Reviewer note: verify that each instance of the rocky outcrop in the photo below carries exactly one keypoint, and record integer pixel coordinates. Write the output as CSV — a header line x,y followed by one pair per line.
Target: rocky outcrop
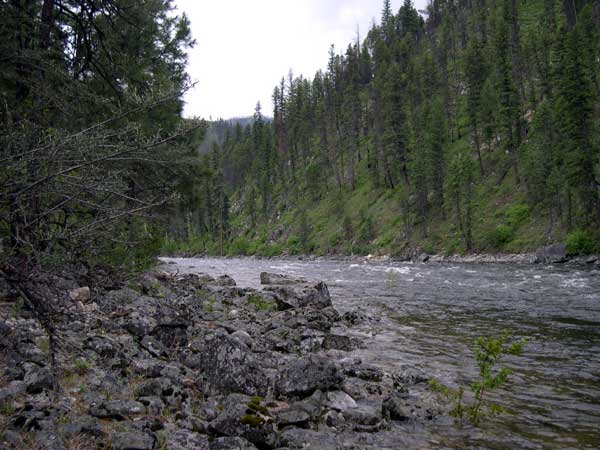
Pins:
x,y
194,362
555,253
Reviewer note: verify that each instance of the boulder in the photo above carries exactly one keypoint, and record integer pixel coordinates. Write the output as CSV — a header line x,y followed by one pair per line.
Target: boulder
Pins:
x,y
301,296
225,280
305,375
297,439
228,365
82,294
238,418
132,440
338,342
280,279
37,380
184,440
231,443
394,407
118,409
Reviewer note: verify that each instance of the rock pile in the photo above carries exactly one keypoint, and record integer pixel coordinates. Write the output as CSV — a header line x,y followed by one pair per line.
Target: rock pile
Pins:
x,y
194,362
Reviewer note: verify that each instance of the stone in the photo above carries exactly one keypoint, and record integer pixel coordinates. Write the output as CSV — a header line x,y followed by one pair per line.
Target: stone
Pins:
x,y
555,253
185,440
299,439
340,401
242,337
225,280
280,279
82,424
231,443
132,440
228,365
37,380
81,294
118,409
301,296
236,418
365,417
12,390
154,346
294,417
337,342
305,375
394,407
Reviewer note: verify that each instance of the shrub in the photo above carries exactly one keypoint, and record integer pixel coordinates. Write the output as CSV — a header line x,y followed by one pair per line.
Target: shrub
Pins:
x,y
579,242
517,214
487,351
501,235
239,246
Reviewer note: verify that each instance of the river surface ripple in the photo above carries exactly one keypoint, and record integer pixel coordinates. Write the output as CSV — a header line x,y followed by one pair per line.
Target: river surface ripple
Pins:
x,y
430,314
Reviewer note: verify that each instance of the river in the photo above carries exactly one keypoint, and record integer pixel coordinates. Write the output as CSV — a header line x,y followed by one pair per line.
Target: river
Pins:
x,y
428,316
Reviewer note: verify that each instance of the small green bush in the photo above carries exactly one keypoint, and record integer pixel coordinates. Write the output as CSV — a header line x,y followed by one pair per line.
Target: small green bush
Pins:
x,y
579,242
239,246
501,235
516,214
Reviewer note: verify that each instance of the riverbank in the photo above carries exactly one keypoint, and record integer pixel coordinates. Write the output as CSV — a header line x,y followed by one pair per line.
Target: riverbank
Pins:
x,y
485,258
193,361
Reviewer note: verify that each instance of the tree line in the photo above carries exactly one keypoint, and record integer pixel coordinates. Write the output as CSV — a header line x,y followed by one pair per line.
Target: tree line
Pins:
x,y
440,107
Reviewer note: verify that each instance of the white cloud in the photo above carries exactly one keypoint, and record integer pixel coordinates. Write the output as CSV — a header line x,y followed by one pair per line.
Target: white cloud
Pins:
x,y
245,47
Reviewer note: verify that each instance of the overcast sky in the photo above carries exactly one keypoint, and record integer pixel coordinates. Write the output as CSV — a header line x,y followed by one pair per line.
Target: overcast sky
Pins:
x,y
244,47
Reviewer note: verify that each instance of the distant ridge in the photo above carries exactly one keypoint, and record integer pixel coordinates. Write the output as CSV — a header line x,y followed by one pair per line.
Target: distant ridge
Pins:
x,y
217,131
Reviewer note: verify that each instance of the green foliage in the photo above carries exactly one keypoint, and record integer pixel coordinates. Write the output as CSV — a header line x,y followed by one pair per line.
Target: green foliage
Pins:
x,y
260,303
500,235
239,246
580,242
517,214
488,351
7,408
81,366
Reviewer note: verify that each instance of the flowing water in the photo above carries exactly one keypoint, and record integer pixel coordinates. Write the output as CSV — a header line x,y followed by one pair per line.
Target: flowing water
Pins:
x,y
428,318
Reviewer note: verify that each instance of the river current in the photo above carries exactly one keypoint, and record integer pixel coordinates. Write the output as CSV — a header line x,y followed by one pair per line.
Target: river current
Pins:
x,y
427,318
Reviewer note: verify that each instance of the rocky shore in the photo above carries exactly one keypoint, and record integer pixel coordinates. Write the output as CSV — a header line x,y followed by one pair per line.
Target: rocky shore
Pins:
x,y
193,362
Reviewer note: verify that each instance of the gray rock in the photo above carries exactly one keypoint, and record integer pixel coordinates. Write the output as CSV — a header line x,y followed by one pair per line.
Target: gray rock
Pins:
x,y
301,296
118,409
337,342
340,401
231,443
132,440
395,408
305,375
37,380
555,253
365,372
298,438
237,419
228,365
280,279
153,404
49,440
225,280
82,424
294,417
154,347
102,346
185,440
12,390
243,337
80,294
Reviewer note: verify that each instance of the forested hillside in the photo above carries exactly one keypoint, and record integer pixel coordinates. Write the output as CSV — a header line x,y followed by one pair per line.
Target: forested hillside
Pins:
x,y
95,156
471,128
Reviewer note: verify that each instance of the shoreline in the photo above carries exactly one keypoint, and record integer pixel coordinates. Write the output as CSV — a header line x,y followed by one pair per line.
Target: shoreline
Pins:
x,y
529,258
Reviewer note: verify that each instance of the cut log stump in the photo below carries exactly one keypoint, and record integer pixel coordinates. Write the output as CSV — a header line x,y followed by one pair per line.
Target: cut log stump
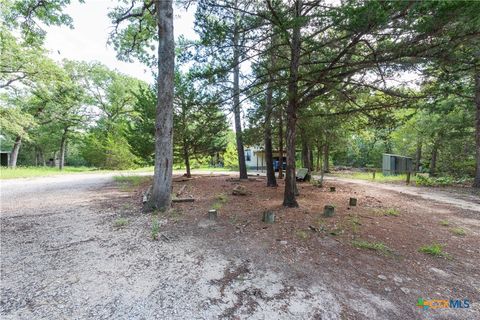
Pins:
x,y
328,211
212,214
268,217
353,202
183,199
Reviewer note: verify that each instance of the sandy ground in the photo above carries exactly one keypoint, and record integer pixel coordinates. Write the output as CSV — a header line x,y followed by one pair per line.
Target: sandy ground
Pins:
x,y
63,258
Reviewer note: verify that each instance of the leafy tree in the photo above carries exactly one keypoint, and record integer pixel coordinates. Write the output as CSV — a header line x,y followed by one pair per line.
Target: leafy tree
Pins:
x,y
148,23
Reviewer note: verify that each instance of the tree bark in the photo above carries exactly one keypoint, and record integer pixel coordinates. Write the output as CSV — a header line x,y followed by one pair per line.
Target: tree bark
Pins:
x,y
326,156
271,181
476,181
236,104
289,196
433,162
162,180
15,151
186,157
63,144
280,143
418,156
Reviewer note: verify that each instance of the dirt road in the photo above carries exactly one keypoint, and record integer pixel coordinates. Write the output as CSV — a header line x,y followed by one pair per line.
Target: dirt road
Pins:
x,y
63,258
462,201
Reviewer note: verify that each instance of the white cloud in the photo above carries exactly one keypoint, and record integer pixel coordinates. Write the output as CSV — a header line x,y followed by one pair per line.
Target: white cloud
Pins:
x,y
88,40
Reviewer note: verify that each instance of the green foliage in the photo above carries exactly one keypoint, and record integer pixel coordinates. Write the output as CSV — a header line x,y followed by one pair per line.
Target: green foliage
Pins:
x,y
108,152
230,157
423,180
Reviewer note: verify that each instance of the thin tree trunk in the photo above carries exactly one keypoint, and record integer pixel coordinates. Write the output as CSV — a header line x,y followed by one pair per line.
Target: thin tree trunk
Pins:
x,y
433,162
63,144
15,151
310,149
242,166
186,158
476,182
418,156
326,156
280,143
289,199
37,157
271,181
162,180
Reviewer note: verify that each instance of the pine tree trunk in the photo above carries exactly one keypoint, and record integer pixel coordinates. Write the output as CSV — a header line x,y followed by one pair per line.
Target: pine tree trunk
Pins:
x,y
162,180
476,182
236,105
186,157
15,151
63,144
280,143
289,199
326,157
418,156
271,181
433,162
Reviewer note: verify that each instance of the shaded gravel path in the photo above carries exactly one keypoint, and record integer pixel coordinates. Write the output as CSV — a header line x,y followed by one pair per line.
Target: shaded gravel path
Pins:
x,y
61,258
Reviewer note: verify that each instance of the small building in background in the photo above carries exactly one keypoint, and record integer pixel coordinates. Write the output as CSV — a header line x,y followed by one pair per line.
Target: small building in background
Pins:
x,y
395,164
5,158
255,158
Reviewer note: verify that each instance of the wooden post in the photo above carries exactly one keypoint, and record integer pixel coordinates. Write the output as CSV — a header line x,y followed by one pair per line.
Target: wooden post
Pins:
x,y
328,211
353,202
268,217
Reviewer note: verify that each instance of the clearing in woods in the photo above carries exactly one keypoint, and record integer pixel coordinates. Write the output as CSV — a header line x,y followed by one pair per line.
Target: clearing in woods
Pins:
x,y
80,247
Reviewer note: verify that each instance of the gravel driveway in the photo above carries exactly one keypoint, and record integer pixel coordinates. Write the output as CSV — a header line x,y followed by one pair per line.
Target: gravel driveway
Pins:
x,y
62,258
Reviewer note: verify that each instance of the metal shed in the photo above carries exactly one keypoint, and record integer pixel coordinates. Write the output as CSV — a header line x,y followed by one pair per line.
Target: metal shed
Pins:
x,y
394,164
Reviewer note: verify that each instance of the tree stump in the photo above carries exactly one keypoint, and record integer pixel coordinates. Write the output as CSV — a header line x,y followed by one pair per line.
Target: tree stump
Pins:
x,y
268,217
353,202
328,211
212,214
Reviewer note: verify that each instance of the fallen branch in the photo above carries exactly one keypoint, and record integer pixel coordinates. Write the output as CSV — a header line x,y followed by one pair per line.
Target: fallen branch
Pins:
x,y
183,199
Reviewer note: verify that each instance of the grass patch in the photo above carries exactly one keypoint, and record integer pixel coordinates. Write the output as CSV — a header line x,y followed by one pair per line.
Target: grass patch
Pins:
x,y
433,250
155,228
131,182
120,222
374,246
444,223
458,231
392,212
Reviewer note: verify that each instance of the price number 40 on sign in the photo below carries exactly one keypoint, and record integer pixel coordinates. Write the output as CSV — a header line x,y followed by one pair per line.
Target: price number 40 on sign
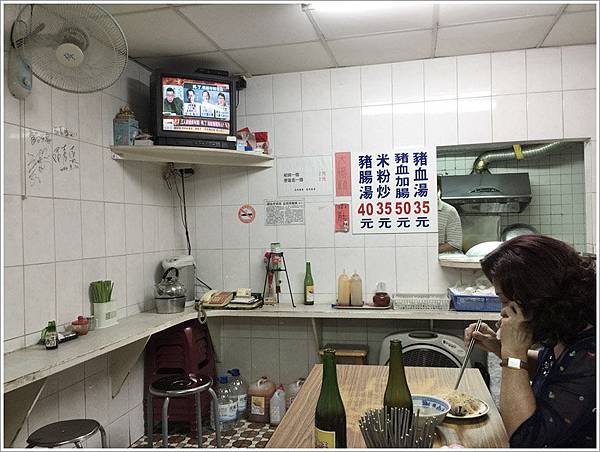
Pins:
x,y
399,208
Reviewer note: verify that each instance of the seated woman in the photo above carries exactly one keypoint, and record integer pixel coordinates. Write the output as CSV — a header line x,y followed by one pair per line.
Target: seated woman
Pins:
x,y
548,295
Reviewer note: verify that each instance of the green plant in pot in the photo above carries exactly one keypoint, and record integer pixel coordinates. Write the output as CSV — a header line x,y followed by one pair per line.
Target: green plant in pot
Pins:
x,y
104,311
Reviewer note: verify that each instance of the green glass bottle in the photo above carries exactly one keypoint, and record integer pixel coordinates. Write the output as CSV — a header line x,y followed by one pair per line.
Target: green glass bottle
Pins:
x,y
330,416
51,337
309,286
397,394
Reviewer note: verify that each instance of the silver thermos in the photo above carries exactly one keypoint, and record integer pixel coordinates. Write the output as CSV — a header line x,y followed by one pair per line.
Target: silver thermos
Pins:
x,y
187,274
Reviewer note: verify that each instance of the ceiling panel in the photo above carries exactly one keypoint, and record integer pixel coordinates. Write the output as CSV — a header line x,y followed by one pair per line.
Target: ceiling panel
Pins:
x,y
391,47
451,14
189,63
130,8
289,58
492,36
577,28
151,34
241,26
383,17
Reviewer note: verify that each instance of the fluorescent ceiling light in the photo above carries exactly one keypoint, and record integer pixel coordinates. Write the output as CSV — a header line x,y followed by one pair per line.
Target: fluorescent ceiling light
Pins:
x,y
353,6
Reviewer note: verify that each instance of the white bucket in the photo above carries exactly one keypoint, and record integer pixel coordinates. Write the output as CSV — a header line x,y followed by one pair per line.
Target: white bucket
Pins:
x,y
105,314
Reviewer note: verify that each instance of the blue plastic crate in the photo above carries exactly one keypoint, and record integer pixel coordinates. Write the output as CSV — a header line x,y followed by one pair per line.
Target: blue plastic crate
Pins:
x,y
470,302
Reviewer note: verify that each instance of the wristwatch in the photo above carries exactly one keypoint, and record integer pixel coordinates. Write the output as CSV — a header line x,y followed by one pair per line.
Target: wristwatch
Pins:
x,y
514,363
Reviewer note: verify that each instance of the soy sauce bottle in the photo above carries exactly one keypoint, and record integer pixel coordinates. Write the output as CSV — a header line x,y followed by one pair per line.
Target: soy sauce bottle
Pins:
x,y
397,394
51,337
330,415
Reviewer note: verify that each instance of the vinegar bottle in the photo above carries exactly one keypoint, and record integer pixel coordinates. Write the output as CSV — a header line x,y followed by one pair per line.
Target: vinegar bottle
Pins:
x,y
330,416
397,394
309,287
344,289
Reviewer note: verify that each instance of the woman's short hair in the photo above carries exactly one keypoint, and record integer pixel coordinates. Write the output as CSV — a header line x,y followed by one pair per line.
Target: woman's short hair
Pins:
x,y
555,286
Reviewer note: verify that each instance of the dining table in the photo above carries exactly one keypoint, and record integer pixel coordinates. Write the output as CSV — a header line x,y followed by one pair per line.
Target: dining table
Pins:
x,y
362,388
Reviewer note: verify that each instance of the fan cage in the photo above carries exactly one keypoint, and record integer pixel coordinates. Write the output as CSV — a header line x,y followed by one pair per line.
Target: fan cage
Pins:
x,y
104,60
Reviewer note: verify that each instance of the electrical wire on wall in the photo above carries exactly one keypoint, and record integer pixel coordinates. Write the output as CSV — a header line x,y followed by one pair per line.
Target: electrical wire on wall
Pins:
x,y
172,176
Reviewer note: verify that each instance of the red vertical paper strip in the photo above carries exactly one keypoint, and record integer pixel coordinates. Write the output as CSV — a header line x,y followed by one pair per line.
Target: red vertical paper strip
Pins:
x,y
342,217
343,181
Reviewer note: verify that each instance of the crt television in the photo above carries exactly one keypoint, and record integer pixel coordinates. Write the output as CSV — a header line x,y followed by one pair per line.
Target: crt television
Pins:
x,y
193,109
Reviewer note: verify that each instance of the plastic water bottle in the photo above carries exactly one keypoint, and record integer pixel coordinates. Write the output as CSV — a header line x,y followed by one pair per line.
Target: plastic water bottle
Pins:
x,y
239,388
227,405
277,406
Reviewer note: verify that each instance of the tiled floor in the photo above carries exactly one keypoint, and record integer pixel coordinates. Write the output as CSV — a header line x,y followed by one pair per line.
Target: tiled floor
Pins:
x,y
246,435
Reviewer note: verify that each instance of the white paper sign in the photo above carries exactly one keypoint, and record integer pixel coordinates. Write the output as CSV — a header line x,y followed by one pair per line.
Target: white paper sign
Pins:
x,y
285,212
304,176
394,192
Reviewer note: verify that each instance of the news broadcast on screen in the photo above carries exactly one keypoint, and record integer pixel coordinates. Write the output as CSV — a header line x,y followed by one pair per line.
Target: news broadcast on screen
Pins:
x,y
195,105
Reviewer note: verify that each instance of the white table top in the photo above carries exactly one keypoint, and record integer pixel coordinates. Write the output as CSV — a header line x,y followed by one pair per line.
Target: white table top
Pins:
x,y
24,366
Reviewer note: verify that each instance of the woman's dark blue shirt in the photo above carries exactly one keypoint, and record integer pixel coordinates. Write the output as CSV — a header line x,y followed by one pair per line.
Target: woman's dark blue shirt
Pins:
x,y
565,395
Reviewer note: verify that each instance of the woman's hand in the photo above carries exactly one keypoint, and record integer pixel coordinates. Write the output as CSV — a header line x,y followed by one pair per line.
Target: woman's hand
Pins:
x,y
515,339
485,338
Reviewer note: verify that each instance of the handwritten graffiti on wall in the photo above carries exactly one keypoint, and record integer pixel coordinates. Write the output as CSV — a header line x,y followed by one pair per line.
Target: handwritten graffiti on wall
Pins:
x,y
42,156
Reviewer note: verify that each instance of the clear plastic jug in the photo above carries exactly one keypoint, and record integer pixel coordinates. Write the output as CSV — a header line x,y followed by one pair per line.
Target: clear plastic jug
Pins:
x,y
259,398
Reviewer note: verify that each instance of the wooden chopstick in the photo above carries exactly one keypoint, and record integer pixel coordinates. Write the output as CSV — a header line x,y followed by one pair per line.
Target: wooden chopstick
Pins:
x,y
468,355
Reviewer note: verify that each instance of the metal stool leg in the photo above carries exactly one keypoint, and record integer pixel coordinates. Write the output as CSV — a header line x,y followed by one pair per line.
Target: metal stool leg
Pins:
x,y
165,422
199,418
149,420
103,437
215,410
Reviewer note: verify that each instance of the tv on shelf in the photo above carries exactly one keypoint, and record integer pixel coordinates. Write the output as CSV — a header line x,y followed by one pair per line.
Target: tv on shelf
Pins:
x,y
194,109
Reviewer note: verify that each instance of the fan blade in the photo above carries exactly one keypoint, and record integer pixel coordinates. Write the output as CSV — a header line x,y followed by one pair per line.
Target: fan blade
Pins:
x,y
21,41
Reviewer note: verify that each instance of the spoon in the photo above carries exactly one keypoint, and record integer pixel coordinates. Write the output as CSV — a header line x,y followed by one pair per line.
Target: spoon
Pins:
x,y
458,411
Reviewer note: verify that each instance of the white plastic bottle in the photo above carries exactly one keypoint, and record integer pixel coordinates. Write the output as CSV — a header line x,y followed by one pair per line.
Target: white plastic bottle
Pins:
x,y
227,405
292,391
241,390
277,406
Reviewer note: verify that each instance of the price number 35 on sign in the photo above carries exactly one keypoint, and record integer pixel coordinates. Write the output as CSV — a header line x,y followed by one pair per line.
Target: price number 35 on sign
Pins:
x,y
394,192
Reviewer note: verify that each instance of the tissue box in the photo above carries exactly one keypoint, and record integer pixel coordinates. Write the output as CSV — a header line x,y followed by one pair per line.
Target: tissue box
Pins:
x,y
474,302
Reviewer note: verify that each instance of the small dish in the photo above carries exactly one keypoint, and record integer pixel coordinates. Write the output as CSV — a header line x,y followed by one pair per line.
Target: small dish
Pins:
x,y
482,411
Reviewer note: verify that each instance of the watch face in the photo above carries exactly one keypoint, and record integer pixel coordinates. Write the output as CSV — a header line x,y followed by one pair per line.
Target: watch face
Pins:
x,y
514,363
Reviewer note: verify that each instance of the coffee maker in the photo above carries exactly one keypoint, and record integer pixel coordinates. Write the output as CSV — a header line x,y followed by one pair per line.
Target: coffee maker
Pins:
x,y
187,274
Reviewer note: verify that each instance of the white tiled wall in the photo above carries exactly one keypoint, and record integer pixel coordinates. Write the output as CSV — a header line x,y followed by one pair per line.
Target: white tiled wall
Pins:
x,y
102,219
539,94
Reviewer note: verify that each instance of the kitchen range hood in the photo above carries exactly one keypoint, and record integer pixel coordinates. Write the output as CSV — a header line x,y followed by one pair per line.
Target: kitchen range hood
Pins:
x,y
487,194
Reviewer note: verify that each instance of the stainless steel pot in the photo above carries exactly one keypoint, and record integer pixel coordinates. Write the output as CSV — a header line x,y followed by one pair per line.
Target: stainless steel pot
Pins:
x,y
170,293
516,229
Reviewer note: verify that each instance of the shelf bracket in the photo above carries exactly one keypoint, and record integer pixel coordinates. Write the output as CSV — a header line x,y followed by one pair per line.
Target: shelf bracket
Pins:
x,y
120,362
19,404
215,327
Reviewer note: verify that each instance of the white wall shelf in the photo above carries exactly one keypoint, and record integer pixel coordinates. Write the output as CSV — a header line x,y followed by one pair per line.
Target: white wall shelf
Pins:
x,y
34,363
192,155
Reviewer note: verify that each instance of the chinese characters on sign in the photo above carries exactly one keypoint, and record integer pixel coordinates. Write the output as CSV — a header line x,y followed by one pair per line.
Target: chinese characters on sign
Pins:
x,y
342,174
305,176
289,212
393,192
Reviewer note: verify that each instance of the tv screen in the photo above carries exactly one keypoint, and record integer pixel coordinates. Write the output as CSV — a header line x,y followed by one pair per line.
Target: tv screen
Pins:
x,y
195,105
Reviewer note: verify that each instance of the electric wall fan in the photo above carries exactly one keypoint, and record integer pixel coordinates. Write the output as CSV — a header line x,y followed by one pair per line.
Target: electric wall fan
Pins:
x,y
79,48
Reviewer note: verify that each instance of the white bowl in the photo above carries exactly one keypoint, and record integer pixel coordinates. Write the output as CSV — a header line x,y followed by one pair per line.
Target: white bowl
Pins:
x,y
430,407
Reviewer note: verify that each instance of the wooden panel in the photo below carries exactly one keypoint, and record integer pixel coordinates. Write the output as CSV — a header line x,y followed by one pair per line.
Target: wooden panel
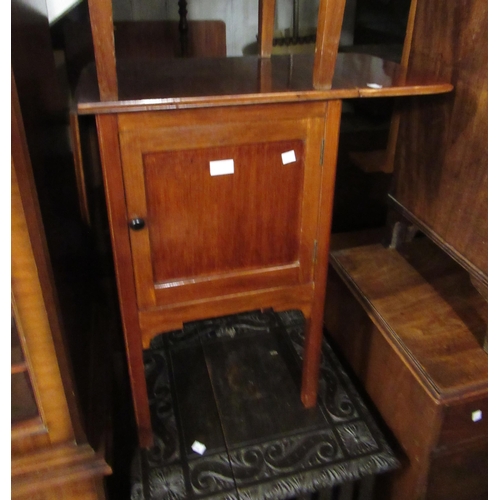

- [YOUR ASSIGNMENT]: Copy out every line of the listing where the word "wristwatch" occurs.

- [SOLUTION TO THE PROBLEM]:
Reviewer note: verify that each instance of the wristwatch in the photo above carries exactly one keypoint, and record integer pixel coordinates. Write the output as CSV — a header line x,y followed by one pair per line.
Target: wristwatch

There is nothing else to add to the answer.